◆ **WORK INSTRUCTION**
Which lines below hold the word "dirt"? Copy all of them.

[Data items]
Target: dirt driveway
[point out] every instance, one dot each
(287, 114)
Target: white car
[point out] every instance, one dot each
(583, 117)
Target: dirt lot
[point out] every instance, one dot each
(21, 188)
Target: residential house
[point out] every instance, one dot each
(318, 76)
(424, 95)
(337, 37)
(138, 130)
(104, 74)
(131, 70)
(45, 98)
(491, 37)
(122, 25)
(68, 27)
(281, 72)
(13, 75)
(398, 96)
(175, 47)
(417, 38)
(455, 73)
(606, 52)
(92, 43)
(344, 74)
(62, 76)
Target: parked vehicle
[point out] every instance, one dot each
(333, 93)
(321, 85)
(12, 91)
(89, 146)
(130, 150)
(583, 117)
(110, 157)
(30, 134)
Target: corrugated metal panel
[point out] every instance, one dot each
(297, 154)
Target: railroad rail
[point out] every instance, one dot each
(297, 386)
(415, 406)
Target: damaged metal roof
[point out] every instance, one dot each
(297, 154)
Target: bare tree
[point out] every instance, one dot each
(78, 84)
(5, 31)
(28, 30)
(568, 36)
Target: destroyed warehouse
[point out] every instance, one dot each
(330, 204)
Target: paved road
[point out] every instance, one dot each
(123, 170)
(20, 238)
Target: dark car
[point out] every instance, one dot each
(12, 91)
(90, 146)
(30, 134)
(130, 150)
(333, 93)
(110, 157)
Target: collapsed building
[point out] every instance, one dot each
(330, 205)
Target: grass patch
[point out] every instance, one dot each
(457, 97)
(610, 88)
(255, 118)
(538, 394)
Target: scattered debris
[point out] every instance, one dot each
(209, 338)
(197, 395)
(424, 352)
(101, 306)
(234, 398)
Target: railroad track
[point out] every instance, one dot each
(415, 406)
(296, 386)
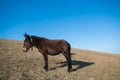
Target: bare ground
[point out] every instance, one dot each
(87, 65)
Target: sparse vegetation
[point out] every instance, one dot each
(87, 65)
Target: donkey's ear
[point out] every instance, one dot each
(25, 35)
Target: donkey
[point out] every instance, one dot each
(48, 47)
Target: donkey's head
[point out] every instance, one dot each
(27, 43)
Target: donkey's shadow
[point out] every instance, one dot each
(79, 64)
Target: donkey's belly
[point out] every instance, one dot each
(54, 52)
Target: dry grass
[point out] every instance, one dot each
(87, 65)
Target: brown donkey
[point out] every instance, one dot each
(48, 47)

...

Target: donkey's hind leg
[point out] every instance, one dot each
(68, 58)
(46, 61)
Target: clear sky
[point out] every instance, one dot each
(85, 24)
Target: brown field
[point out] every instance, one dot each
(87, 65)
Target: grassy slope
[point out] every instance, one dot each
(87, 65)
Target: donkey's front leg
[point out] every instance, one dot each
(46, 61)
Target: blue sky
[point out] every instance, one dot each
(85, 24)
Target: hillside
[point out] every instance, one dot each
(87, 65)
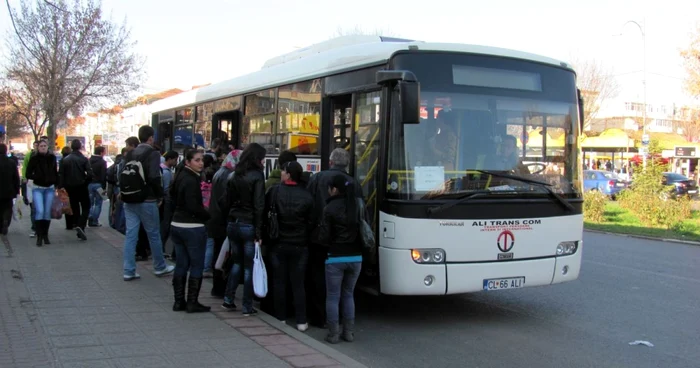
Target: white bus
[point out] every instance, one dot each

---

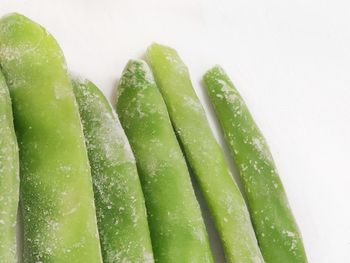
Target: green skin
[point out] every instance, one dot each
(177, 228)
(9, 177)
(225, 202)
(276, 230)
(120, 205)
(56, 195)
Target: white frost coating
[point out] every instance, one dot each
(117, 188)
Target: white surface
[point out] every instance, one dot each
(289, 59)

◆ **SOLUTION TO THE EXERCISE**
Target: dirt driveway
Target: dirt lot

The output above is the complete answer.